Segment Start: Extract provided
Mandatory Home Visits Coming to Oregon?

Dear Champion of Parental Rights,

Are the headlines true? Are universal mandatory home visits coming to Oregon in the near future?

At first read, it appears Oregon Governor Kate Brown’s latest budget proposal would introduce over the next six years a program of mandatory in-home visits for every family with a newborn child. Not just adoptive homes, or foster homes, or homes under investigation. Every home.

Every New Parent

“This isn’t something for people in trouble. This is stuff all kids need. Stuff my kids needed,” says Patrick Allen, director of the Oregon Health Authority, in an interview with the Beaverton (Oregon) Valley Times published January 3.

Should the plan be adopted—and should it be universally mandatory—it would call for every new parent in the state to “receive a series of two or three visits by someone like a nurse or other health care practitioner,” according to the Times article.

Some 40,000 babies are born in Oregon annually, though certainly not all of these are to new (or “first-time”) parents.

The big question, though, is whether the visits would be mandatory. Providing universal home visits for all who want them is a far cry from requiring universal home visits of every family celebrating the birth of their firstborn.

Cause for Confusion

The confusion seems to arise from page 42 of the budget proposal, which states that the budget includes funds for “universal home visiting.” The idea is expanded on pages 56-57:

Universal Home Visiting — Home visiting programs are a proven way of creating a safe and healthy environment for children by supporting parents and families with information and services that provide the foundation for a lifetime of physical and mental well-being. The Governor’s Budget recognizes this through an $8.7 million investment for a Universal Home Visiting program to complement existing home visiting services by helping families enter into their community system of care.”
Segment End: Extract provided
Segment Start: Extracted records
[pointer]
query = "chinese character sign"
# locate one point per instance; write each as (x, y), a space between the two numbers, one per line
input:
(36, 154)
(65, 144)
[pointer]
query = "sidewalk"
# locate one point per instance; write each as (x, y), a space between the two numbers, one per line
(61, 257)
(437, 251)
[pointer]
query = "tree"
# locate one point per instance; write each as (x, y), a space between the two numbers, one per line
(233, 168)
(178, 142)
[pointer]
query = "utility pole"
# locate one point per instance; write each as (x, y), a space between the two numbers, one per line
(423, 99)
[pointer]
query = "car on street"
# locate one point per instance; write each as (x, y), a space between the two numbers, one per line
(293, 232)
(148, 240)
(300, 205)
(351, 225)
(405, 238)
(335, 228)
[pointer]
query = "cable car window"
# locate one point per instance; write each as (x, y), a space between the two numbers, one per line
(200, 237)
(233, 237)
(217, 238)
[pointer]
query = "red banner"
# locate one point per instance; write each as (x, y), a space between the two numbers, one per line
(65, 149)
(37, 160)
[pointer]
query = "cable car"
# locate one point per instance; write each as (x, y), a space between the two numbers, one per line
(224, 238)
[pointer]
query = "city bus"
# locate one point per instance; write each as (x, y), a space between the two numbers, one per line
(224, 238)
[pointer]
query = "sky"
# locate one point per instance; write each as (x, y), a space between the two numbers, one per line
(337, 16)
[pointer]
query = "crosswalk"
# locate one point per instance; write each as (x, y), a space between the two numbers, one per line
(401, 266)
Segment End: Extracted records
Segment Start: Extracted records
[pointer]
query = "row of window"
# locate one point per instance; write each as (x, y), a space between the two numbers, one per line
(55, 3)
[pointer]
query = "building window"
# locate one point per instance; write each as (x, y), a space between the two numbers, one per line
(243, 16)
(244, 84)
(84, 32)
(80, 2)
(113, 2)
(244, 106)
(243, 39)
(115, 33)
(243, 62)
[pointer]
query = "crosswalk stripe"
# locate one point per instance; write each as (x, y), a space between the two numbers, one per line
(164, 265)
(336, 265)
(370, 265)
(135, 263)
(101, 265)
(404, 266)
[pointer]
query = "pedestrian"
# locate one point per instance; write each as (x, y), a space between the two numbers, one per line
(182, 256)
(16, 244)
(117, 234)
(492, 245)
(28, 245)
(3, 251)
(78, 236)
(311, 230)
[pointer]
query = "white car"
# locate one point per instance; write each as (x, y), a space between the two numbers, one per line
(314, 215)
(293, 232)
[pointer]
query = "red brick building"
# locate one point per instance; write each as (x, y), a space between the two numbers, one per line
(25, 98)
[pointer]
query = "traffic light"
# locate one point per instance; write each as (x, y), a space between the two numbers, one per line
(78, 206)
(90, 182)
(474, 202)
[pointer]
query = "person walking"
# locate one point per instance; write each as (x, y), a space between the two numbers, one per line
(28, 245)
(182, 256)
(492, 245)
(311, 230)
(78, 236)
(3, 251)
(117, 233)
Segment End: Extracted records
Segment Start: Extracted records
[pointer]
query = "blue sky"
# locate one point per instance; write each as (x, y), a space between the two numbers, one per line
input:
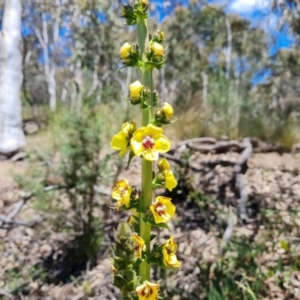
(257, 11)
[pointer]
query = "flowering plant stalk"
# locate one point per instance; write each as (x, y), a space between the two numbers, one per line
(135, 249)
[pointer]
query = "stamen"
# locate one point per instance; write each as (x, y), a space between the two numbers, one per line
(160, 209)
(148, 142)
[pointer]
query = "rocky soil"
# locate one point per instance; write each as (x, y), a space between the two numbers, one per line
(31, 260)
Segment End: Extracted records
> _Assignment_: In the article on Oregon home visits, how much does the Governor's Budget invest in the Universal Home Visiting program?

> _Result_: $8.7 million.